The Independent Review of the Victorian Ports System (review) was the first holistic review into the ports system in 20 years and included industry and stakeholder consultation, including commercial port and local port operators.

The review made 63 recommendations, which were supported by the Victorian Government, together with long-term reforms that reinforce open market access to ensure the sustainable economic future of Victoria’s ports.

The full government response addressed these recommendations, while setting out the three main areas of action:

  • Establishing Ports Victoria, including creating Ports Victoria’s legislative charter, and outlining key reforms including to pilotage and towage services.
  • Developing the Victorian Commercial Ports Strategy(opens in a new window) which will further define the government’s stewardship role and articulating the key steps in ensuring the future of Victoria’s ports.
  • Local ports and waterway management reforms that will seek to effectively support the economic and social value of these assets.

The Victorian Government delivered on the review recommendations by creating Ports Victoria - a new state port entity to lead the strategic management and operation of Victorian commercial ports and waterways.

Ports Victoria is headquartered in Geelong, recognising the city’s important role in Victoria’s ports system through GeelongPort and the future relocation of the Spirit of Tasmania.

Stored dataset items:
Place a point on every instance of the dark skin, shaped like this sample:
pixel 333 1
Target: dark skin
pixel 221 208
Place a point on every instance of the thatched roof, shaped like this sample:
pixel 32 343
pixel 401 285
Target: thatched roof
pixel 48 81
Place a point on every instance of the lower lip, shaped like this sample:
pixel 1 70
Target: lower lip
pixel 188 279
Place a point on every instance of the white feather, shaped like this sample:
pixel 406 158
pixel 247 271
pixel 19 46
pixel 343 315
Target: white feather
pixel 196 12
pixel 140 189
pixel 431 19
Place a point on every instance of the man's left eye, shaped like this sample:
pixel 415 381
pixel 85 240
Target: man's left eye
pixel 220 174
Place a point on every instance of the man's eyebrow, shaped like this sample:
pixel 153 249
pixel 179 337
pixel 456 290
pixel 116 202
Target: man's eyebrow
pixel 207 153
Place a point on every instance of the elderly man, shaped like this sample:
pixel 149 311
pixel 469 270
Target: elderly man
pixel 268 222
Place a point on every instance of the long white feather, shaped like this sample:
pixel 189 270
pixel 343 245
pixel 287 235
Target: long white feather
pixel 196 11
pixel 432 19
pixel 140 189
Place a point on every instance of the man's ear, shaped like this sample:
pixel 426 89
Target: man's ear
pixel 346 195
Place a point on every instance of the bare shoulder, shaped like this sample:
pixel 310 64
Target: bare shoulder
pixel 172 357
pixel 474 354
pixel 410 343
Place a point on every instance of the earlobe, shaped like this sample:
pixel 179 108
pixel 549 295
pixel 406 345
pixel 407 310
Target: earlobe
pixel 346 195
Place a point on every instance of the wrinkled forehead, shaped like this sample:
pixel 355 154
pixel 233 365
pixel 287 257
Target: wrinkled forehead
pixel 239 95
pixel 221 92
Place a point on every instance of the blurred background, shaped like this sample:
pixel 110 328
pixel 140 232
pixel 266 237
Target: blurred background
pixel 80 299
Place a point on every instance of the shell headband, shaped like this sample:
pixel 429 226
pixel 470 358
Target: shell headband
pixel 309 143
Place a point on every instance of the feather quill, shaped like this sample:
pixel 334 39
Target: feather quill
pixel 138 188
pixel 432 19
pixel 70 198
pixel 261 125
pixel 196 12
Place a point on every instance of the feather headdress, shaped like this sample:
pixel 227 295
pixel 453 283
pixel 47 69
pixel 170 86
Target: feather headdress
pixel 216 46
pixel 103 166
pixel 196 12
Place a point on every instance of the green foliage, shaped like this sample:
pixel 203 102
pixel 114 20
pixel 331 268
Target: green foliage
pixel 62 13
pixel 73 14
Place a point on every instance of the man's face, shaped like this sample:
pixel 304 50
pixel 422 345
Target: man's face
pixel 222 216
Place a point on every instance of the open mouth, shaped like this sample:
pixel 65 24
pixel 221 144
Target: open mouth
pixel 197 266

EXERCISE REQUIREMENTS:
According to the passage on the Victorian ports review, why is Ports Victoria headquartered in Geelong?

SOLUTION TO THIS TASK:
Geelong was chosen to recognize the city's important role in Victoria's ports system. That role comes through GeelongPort and the future relocation of the Spirit of Tasmania.